Since x^t | e, we have x^{2t} | e², so B·g_{2t} ≡ 1 (mod x^{2t}). ∎

8.0b Worked series inverse¶

Invert B = 1 − x modulo x^4 (the true inverse is 1 + x + x² + x³ + …). Start g_1 = B(0)^{−1} = 1 (correct mod x^1).

Step to mod x^2:  B·g_1 = (1−x)·1 = 1 − x;  2 − B·g_1 = 1 + x.
                  g_2 = g_1·(1 + x) = 1 + x   (mod x^2). ✓ (matches 1 + x)
Step to mod x^4:  B·g_2 = (1−x)(1+x) = 1 − x²;  2 − B·g_2 = 1 + x².
                  g_4 = g_2·(1 + x²) = (1 + x)(1 + x²) = 1 + x + x² + x³  (mod x^4). ✓

Each step doubled the count of correct coefficients (1 → 2 → 4), exactly as Theorem 8.1 guarantees, and g_4 = 1 + x + x² + x³ is the geometric series truncated to x^4. Verify: (1 − x)(1 + x + x² + x³) = 1 − x^4 ≡ 1 (mod x^4).

Theorem 8.2 (General Newton step). To solve Φ(g) = 0 for a series g (where Φ is an analytic operator with invertible linearization Φ'), the iteration g_{2t} = g_t − Φ(g_t)/Φ'(g_t) doubles the valuation of the error g_t − g* from ≥ t to ≥ 2t, because Taylor expansion gives Φ(g_t) = Φ'(g*)(g_t − g*) + O((g_t − g*)²) and the correction cancels the linear term, leaving error O((g_t − g*)²).

Inverse: Φ(g) = 1/g − B, recovering Theorem 8.1.
Square root: Φ(g) = g² − B, step g_{2t} = (g_t + B·g_t^{−1})/2.
Logarithm: not a root-find; use log B = ∫ B'/B, exact in one pass given an inverse.
Exponential: Φ(g) = log g − B, step g_{2t} = g_t·(1 + B − log g_t).

Theorem 8.3 (Complexity). Each Newton step at precision t costs O(M(t)) (a constant number of length-t multiplications, plus O(t) work). Summing over precisions 1, 2, 4, …, n:

Σ_{i=0}^{log n} M(2^i) = O(M(n)),    since M is super-additive (M(2t) ≥ 2M(t)).

With NTT multiply M(n) = O(n log n), all of inverse/log/exp/sqrt mod x^n cost O(n log n). ∎

The geometric-series collapse — the final full-length step dominates — is exactly why doubling precision (rather than incrementing) is essential: incrementing would cost n steps of O(M(n)) each, O(n·M(n)), losing the whole advantage.

Data section ::
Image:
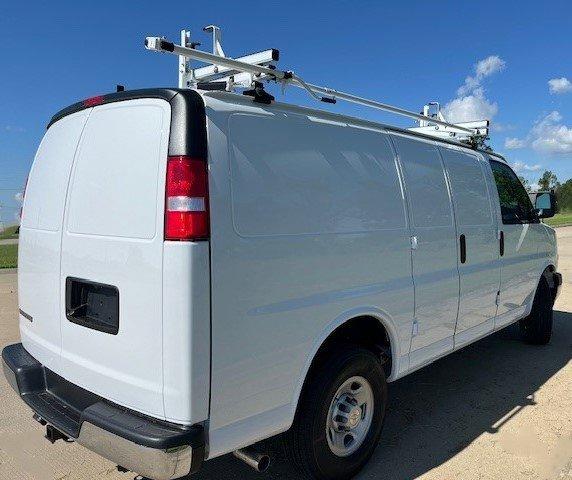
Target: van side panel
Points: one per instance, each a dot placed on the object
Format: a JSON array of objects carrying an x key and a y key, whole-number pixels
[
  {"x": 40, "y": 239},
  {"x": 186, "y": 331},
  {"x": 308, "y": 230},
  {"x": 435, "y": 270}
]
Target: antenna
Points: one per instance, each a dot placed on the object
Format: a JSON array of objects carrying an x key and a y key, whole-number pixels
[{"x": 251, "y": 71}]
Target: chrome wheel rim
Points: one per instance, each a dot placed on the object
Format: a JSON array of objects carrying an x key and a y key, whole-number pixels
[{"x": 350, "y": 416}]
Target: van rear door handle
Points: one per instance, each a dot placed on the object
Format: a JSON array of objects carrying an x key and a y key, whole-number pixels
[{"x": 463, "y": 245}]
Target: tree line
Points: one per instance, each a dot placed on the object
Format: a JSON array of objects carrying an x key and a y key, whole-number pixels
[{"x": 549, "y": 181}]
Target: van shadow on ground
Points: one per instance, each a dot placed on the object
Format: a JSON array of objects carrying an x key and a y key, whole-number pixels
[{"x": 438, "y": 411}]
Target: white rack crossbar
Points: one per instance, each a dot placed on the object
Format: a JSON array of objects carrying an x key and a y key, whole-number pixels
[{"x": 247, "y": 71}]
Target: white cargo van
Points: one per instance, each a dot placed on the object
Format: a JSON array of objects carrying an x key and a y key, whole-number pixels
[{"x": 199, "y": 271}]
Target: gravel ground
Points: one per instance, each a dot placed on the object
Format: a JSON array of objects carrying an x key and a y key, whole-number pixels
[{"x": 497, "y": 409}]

...

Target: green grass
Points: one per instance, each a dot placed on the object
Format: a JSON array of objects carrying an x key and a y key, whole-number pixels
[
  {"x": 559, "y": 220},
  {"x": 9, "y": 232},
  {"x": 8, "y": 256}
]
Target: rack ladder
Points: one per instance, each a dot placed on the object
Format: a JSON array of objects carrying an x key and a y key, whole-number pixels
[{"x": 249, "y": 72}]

Task to complete :: Reproduce word for word the portion of the power-series text that begins at the words "Logarithm: not a" and ends after the words "the whole advantage.".

Result of this task ::
Logarithm: not a root-find; use log B = ∫ B'/B, exact in one pass given an inverse.
Exponential: Φ(g) = log g − B, step g_{2t} = g_t·(1 + B − log g_t).

Theorem 8.3 (Complexity). Each Newton step at precision t costs O(M(t)) (a constant number of length-t multiplications, plus O(t) work). Summing over precisions 1, 2, 4, …, n:

Σ_{i=0}^{log n} M(2^i) = O(M(n)),    since M is super-additive (M(2t) ≥ 2M(t)).

With NTT multiply M(n) = O(n log n), all of inverse/log/exp/sqrt mod x^n cost O(n log n). ∎

The geometric-series collapse — the final full-length step dominates — is exactly why doubling precision (rather than incrementing) is essential: incrementing would cost n steps of O(M(n)) each, O(n·M(n)), losing the whole advantage.